EXERCISE PASSAGE:
Microsoft is putting Copilot, the company's AI assistant, front-and-center in Windows 11 hoping to incentivize business customers to upgrade from older versions, the software giant said in an online event on Thursday. Microsoft is doing so by increasing Copilot integrations in Microsoft 365, its suite of work apps and cloud-based services. A duo of business-focused Microsoft Surface devices were unveiled as well, both of which will take advantage of Copilot's AI capabilities.
In Microsoft 365, users can now click "Work" to enable Copilot, synthesizing data across a person's emails, meetings chats, documents and more, as well as the web.
With the release of ChatGPT in late 2022, Microsoft quickly doubled down on AI. Microsoft increased its investment into OpenAI, creators of ChatGPT, and integrated its tech into Bing. Late last year, Microsoft unveiled Copilot, its AI assistant, and began integrating it into Windows 11, allowing people to summarize Word documents or draft emails. The company touted it as an AI assistant. And at Microsoft Ignite last year, the company unveiled its development of custom AI chips and other Azure AI features. Microsoft's shift towards AI, as well as its continued dominance in the workplace cloud and software markets, have helped propel it into becoming a $3 trillion company in market valuation earlier this year, the second company ever to do so, after Apple.

AIM OF THE TASK: Copy out the entire article on Copilot in Windows 11 word for word. The entries that come next aren't needed for any of this work.

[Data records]

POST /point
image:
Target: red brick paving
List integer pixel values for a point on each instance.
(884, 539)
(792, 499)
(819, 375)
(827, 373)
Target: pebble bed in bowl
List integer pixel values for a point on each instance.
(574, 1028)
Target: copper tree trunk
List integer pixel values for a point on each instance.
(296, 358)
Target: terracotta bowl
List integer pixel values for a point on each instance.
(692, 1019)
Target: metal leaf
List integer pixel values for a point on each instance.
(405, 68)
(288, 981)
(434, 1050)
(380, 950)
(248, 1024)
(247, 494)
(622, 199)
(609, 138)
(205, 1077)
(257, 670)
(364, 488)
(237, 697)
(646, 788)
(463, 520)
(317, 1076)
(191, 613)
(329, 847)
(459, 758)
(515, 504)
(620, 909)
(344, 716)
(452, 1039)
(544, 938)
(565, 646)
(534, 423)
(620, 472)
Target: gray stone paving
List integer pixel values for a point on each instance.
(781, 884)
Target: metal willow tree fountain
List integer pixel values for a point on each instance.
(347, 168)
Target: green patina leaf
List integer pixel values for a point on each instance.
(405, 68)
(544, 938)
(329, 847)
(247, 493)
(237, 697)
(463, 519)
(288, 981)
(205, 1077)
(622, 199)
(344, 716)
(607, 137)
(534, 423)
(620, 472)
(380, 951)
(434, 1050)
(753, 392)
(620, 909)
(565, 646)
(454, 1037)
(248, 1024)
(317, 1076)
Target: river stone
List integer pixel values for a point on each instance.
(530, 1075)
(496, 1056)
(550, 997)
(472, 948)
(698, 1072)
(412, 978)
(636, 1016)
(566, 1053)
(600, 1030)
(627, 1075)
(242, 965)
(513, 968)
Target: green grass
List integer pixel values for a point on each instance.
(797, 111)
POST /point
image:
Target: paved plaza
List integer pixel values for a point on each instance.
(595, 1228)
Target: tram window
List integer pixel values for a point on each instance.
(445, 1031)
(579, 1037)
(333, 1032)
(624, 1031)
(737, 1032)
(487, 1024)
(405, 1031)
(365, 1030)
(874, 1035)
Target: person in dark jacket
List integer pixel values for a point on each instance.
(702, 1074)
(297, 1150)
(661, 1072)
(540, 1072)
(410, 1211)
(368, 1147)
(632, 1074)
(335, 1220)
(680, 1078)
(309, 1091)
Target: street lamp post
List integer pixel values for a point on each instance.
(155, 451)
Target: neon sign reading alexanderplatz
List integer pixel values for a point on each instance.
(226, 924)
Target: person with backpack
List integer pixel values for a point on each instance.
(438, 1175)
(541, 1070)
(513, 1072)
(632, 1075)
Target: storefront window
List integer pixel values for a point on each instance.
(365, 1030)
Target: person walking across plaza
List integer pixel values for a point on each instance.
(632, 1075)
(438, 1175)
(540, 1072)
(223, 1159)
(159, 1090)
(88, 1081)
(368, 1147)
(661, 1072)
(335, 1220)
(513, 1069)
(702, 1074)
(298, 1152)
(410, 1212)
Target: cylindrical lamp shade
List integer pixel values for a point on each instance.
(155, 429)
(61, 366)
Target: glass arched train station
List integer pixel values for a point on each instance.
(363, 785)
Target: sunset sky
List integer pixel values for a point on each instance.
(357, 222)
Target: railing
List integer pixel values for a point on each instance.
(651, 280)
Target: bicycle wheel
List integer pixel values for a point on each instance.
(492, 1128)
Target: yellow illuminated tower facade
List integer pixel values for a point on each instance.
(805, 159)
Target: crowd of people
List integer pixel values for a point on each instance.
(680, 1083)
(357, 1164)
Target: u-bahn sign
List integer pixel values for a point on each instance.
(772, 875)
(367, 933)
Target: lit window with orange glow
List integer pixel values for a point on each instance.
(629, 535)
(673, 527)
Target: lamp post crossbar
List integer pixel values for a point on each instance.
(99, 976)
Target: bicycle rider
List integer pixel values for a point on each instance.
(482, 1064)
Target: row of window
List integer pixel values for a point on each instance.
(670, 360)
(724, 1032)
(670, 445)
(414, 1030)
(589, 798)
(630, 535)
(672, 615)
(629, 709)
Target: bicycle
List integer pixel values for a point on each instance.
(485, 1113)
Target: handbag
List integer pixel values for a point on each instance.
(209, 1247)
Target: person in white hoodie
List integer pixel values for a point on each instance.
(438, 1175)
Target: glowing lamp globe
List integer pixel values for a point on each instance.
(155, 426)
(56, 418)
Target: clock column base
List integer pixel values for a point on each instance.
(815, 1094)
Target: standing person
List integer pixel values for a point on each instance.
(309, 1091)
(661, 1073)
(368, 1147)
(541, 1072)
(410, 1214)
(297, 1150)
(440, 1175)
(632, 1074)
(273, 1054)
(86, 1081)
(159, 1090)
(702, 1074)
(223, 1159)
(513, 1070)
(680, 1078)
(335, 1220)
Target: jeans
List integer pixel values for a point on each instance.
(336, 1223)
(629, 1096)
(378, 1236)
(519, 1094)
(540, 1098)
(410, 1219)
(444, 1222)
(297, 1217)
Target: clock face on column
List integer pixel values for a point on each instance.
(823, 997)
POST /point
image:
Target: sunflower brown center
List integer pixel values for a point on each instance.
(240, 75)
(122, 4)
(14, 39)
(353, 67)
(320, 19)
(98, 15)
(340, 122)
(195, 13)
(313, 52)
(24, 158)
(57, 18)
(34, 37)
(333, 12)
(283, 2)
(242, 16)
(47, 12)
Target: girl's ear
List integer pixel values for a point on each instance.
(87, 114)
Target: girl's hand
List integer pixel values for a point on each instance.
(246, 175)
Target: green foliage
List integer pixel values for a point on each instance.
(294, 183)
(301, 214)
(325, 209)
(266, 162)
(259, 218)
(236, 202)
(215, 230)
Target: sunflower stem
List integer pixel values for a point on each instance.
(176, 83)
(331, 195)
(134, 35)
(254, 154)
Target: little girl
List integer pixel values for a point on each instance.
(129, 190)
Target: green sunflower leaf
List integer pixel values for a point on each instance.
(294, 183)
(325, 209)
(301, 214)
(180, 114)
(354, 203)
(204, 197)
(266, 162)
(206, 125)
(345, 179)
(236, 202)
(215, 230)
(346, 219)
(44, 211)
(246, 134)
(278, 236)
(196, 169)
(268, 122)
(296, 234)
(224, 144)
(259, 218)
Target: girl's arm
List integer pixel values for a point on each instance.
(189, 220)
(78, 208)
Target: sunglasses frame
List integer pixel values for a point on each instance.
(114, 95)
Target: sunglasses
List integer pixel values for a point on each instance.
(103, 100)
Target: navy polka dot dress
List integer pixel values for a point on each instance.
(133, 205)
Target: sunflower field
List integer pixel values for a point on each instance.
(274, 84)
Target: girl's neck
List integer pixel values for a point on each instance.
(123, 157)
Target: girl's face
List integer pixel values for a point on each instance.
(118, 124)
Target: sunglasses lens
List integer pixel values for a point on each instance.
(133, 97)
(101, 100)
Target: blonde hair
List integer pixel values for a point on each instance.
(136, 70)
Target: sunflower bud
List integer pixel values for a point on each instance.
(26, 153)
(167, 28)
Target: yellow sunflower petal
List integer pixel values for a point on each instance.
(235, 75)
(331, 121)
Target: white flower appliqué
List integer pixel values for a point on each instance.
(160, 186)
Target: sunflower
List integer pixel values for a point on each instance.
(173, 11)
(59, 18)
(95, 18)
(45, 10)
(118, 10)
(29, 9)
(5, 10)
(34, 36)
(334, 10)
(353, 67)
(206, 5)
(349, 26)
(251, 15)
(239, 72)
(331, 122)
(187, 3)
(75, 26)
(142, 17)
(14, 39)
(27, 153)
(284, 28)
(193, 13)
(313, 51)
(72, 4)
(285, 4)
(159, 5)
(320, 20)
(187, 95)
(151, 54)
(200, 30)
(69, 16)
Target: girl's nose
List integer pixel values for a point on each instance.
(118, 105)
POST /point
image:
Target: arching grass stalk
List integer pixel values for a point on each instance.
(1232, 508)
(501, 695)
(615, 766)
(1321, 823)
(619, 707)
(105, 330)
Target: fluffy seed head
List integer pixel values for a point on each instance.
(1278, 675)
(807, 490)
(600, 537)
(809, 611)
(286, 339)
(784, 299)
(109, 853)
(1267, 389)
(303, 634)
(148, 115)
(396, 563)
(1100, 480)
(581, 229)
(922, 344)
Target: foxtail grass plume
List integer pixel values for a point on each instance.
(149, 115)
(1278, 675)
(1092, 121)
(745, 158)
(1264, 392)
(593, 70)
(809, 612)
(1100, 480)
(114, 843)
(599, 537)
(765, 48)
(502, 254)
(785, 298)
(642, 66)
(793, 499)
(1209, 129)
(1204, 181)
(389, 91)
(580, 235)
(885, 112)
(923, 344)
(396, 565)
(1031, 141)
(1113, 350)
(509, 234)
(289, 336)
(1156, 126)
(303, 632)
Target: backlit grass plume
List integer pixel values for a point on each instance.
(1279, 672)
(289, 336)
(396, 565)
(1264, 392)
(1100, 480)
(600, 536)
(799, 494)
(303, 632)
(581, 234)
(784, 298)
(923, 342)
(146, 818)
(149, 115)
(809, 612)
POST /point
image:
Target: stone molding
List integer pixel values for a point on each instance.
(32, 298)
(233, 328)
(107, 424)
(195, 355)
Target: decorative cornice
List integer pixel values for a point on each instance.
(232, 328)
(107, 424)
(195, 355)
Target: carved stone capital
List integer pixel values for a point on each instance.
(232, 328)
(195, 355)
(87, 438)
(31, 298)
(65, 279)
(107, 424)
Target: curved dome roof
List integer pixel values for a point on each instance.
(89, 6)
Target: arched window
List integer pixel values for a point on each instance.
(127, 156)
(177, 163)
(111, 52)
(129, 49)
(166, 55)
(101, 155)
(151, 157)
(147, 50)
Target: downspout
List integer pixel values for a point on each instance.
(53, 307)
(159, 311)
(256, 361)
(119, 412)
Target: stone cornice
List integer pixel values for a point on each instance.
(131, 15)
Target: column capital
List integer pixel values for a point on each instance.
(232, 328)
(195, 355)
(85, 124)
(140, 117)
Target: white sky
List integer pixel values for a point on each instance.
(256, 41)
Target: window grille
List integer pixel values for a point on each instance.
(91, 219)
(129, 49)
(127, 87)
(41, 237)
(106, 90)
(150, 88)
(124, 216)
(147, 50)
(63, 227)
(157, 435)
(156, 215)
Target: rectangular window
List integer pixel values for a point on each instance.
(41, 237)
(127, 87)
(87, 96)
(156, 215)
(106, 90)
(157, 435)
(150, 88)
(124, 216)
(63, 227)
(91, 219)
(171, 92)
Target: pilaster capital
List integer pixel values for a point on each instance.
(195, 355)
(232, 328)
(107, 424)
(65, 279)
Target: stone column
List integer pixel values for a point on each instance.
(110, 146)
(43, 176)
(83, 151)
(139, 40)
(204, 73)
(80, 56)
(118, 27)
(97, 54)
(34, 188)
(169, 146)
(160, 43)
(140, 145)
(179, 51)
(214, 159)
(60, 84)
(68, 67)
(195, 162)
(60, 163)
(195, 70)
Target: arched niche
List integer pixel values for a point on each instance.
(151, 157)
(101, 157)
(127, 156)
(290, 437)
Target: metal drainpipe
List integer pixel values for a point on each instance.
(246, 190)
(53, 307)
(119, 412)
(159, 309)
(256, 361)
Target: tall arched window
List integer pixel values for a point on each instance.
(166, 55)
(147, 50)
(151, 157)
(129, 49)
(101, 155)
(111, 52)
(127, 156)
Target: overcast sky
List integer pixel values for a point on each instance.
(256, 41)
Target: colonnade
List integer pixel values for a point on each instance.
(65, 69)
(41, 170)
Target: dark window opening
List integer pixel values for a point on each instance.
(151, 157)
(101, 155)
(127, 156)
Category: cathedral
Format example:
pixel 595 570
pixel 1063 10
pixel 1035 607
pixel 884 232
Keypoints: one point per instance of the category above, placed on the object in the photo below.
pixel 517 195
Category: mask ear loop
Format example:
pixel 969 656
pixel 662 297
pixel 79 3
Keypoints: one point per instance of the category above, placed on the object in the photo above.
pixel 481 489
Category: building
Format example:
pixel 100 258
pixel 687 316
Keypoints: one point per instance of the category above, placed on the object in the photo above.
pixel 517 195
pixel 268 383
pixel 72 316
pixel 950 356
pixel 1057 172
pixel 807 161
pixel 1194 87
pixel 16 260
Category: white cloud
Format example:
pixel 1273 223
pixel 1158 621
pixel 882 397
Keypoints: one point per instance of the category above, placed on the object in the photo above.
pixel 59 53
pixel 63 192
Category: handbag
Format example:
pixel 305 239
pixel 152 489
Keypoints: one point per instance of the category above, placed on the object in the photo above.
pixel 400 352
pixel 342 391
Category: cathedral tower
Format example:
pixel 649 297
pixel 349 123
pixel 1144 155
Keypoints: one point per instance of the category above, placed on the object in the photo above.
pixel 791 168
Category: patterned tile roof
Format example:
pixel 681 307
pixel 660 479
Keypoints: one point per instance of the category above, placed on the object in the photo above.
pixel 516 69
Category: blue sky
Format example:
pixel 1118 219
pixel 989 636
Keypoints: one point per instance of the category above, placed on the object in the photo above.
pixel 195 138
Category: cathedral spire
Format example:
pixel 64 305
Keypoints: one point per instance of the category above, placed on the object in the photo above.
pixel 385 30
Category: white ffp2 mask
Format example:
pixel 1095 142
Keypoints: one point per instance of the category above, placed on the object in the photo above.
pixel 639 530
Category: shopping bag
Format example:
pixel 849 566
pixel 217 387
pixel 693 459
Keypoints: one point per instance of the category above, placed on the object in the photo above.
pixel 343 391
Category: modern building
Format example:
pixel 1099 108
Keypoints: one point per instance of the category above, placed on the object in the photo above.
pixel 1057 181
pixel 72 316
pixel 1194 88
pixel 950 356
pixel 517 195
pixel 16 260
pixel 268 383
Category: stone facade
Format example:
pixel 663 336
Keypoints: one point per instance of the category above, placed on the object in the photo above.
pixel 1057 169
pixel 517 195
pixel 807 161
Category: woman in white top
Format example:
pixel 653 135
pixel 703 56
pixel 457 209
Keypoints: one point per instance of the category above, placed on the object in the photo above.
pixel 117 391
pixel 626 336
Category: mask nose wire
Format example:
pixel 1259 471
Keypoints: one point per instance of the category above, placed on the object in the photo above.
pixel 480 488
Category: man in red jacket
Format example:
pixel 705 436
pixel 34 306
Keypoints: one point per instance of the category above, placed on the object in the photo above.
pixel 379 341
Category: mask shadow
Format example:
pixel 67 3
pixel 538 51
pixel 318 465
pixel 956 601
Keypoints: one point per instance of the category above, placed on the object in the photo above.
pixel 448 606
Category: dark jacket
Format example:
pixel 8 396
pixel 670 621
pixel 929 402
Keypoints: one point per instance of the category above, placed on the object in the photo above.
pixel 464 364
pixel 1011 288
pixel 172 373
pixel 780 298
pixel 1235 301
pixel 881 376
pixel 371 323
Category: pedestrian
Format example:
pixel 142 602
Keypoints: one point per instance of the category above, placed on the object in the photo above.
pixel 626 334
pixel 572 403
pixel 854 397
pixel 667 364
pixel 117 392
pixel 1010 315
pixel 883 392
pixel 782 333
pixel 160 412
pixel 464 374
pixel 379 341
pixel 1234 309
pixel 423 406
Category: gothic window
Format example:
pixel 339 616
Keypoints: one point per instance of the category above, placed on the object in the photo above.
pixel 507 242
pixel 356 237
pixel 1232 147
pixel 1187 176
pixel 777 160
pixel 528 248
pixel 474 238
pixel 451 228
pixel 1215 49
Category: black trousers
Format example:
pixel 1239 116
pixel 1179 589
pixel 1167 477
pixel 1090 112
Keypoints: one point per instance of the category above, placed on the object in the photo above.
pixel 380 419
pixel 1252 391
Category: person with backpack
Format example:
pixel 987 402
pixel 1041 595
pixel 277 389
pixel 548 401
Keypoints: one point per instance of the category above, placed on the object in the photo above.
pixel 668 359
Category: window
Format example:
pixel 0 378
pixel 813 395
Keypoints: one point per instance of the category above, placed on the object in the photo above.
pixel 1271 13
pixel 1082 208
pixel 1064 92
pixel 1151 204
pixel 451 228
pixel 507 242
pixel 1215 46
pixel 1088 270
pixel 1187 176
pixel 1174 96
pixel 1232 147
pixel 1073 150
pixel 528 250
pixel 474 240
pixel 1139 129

EXERCISE OUTPUT:
Microsoft is putting Copilot, the company's AI assistant, front-and-center in Windows 11 hoping to incentivize business customers to upgrade from older versions, the software giant said in an online event on Thursday. Microsoft is doing so by increasing Copilot integrations in Microsoft 365, its suite of work apps and cloud-based services. A duo of business-focused Microsoft Surface devices were unveiled as well, both of which will take advantage of Copilot's AI capabilities.
In Microsoft 365, users can now click "Work" to enable Copilot, synthesizing data across a person's emails, meetings chats, documents and more, as well as the web.
With the release of ChatGPT in late 2022, Microsoft quickly doubled down on AI. Microsoft increased its investment into OpenAI, creators of ChatGPT, and integrated its tech into Bing. Late last year, Microsoft unveiled Copilot, its AI assistant, and began integrating it into Windows 11, allowing people to summarize Word documents or draft emails. The company touted it as an AI assistant. And at Microsoft Ignite last year, the company unveiled its development of custom AI chips and other Azure AI features. Microsoft's shift towards AI, as well as its continued dominance in the workplace cloud and software markets, have helped propel it into becoming a $3 trillion company in market valuation earlier this year, the second company ever to do so, after Apple.